Lay out the material from the line with "like [738, 474]." to the line with "[1072, 717]" as a numbered list, leaving out any blank lines.

****************************************

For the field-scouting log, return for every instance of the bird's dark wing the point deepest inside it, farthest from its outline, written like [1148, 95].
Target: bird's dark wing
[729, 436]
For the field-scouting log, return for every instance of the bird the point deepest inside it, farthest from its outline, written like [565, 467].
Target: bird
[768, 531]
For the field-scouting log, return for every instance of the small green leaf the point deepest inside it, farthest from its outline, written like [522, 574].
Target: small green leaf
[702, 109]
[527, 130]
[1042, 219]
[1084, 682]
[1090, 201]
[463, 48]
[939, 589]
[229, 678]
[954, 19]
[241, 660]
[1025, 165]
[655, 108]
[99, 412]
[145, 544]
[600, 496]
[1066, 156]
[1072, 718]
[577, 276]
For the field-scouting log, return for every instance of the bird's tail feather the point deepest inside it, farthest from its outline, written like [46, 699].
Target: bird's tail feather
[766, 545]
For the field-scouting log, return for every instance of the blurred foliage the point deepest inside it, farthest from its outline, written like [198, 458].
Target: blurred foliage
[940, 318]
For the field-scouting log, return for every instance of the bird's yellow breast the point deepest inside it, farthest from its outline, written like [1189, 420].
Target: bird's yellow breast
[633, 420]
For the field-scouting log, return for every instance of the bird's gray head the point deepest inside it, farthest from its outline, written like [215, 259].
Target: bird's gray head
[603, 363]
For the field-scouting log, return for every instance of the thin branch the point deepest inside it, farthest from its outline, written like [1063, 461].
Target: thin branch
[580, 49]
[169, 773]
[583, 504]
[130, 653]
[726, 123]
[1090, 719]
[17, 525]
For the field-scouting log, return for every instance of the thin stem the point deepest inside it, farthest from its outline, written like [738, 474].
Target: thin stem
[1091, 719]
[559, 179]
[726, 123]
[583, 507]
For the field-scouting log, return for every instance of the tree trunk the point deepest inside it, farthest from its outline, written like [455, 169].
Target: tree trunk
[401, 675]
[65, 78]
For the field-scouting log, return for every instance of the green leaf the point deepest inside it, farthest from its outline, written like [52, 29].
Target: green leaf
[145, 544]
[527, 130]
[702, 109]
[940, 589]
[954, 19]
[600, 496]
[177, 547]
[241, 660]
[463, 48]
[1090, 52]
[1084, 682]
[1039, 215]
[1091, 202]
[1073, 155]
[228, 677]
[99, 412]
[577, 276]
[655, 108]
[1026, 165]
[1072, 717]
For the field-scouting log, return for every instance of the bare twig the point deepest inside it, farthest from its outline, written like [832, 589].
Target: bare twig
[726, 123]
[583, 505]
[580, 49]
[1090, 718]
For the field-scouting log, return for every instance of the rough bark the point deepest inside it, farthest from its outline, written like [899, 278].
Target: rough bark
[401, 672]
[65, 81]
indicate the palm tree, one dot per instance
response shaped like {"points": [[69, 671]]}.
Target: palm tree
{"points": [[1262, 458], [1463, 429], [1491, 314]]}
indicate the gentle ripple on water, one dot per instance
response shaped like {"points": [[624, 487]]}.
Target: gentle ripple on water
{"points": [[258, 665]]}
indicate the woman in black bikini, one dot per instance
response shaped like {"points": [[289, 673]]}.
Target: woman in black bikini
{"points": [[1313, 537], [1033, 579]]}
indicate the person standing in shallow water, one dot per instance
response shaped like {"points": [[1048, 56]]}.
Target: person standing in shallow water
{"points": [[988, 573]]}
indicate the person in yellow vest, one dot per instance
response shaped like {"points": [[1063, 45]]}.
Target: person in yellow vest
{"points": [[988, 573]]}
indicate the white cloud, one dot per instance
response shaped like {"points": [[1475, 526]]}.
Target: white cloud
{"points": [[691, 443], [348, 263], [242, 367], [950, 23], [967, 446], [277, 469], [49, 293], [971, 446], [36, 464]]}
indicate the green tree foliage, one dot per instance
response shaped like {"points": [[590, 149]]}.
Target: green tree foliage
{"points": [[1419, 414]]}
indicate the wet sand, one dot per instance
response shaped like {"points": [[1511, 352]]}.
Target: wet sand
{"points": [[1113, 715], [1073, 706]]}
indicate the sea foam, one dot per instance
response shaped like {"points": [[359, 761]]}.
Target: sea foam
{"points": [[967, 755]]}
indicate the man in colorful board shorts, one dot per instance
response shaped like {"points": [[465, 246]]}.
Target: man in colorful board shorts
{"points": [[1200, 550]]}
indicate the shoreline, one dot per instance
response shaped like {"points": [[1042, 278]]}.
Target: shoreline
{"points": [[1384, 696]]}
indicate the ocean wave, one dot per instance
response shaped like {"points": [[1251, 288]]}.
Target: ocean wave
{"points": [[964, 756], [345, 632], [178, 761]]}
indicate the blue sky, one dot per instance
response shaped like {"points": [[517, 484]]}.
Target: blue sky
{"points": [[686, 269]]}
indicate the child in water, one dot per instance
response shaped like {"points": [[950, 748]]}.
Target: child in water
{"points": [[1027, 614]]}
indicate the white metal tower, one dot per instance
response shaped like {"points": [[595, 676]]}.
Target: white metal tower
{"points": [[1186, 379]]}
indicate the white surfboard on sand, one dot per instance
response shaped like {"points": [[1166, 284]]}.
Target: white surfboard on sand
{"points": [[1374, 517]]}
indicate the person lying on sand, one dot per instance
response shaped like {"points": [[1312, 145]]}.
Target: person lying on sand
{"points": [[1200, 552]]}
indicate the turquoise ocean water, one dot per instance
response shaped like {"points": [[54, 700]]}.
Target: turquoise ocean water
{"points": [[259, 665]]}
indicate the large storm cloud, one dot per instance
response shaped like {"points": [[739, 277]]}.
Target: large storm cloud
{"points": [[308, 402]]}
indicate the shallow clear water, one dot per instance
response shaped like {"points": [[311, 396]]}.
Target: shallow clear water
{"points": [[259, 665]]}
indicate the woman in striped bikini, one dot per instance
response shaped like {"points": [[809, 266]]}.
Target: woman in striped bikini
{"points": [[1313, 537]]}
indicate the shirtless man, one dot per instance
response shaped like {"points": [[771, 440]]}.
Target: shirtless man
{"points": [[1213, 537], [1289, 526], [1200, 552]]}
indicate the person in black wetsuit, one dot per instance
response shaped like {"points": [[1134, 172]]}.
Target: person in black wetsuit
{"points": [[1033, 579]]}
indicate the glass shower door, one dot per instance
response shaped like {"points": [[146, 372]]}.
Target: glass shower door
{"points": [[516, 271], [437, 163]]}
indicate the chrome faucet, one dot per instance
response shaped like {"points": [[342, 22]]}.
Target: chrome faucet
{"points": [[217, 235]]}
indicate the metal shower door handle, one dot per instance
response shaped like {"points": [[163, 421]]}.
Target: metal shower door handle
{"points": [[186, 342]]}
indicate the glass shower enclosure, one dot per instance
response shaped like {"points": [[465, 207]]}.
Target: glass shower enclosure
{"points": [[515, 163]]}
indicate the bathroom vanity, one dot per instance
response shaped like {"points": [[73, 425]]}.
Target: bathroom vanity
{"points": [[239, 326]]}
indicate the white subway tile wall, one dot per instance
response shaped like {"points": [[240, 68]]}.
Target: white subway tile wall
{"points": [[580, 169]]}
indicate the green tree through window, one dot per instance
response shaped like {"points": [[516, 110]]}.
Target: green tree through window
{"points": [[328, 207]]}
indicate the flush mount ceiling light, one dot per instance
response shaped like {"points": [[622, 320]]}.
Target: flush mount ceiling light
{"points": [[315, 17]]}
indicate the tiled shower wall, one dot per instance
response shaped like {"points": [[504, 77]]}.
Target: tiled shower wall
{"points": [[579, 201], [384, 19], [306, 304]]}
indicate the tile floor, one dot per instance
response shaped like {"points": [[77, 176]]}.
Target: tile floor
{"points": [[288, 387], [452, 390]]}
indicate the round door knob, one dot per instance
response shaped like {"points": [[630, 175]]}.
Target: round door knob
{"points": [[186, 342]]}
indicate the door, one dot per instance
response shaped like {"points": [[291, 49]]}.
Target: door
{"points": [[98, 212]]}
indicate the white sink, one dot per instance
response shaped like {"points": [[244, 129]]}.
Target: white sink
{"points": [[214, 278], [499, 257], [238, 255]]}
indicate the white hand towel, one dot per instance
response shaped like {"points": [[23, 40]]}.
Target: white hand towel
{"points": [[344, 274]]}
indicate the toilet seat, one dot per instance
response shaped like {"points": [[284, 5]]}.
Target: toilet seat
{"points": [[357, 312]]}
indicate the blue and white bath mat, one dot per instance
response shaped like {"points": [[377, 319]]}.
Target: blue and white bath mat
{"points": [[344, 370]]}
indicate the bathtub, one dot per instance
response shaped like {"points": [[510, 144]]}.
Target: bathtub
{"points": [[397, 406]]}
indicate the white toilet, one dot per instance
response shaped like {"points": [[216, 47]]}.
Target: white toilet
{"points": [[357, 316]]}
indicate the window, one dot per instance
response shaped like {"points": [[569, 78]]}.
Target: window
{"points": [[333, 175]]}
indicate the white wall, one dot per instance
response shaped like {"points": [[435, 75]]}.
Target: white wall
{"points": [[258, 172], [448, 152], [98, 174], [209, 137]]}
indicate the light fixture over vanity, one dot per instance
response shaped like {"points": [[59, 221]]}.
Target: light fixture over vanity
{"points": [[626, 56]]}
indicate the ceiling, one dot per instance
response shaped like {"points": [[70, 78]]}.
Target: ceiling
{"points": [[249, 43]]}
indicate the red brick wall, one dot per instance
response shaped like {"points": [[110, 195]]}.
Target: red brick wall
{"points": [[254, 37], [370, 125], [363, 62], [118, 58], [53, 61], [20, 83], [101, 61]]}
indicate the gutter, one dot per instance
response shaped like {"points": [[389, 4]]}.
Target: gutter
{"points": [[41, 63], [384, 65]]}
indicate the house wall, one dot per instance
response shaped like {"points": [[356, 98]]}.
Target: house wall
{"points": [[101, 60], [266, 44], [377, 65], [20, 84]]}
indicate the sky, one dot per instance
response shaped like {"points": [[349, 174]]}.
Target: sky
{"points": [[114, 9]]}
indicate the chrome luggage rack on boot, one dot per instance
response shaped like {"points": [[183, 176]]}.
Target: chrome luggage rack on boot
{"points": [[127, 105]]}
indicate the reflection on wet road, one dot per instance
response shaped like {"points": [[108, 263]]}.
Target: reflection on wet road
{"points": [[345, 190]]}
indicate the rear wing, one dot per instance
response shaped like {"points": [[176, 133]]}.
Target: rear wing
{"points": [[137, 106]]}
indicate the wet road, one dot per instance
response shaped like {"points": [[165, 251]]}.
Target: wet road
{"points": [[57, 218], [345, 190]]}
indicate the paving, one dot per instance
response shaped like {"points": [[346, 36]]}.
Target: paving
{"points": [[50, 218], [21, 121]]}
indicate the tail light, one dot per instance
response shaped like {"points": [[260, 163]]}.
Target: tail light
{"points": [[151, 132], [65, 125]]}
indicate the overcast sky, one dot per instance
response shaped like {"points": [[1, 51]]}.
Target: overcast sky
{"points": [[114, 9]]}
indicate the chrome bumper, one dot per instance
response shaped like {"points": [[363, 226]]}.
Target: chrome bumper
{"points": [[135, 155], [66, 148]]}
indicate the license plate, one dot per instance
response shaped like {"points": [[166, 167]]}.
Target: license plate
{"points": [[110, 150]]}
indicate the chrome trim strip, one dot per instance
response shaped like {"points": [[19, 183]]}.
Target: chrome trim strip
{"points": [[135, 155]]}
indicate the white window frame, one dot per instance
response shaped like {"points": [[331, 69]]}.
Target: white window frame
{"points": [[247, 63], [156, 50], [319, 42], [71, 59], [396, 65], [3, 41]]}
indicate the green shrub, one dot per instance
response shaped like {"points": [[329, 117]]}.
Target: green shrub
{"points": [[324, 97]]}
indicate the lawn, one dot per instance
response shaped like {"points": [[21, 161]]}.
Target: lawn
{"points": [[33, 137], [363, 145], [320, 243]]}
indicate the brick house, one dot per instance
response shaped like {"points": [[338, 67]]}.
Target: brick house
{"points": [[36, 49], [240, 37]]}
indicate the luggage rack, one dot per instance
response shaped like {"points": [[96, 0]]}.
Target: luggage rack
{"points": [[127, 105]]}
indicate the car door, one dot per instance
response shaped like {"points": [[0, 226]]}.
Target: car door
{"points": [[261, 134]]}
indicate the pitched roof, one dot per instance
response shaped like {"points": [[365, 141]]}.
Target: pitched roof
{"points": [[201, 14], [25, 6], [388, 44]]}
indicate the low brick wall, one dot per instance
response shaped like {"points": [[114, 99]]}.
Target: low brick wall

****************************************

• THE ANSWER:
1. For the field-scouting log, return for every instance of the thin stem the point deepest inside it, farthest from its outline, written like [738, 474].
2. Target: thin stem
3. [1091, 719]
4. [559, 179]
5. [726, 123]
6. [583, 507]
7. For the field-scouting log, return for every instance of the tree trunk the point deepest inside it, farthest from its outline, written like [455, 169].
8. Target: tree trunk
9. [401, 675]
10. [65, 78]
11. For the field-scouting log, return for every instance of the green leaf the point deepest inside it, farthest from its outline, written like [52, 29].
12. Target: green leaf
13. [145, 544]
14. [527, 130]
15. [702, 109]
16. [940, 589]
17. [954, 19]
18. [600, 496]
19. [177, 547]
20. [241, 660]
21. [463, 48]
22. [1090, 52]
23. [1084, 682]
24. [1039, 215]
25. [1091, 202]
26. [1073, 155]
27. [228, 677]
28. [99, 412]
29. [577, 276]
30. [655, 108]
31. [1026, 165]
32. [1072, 717]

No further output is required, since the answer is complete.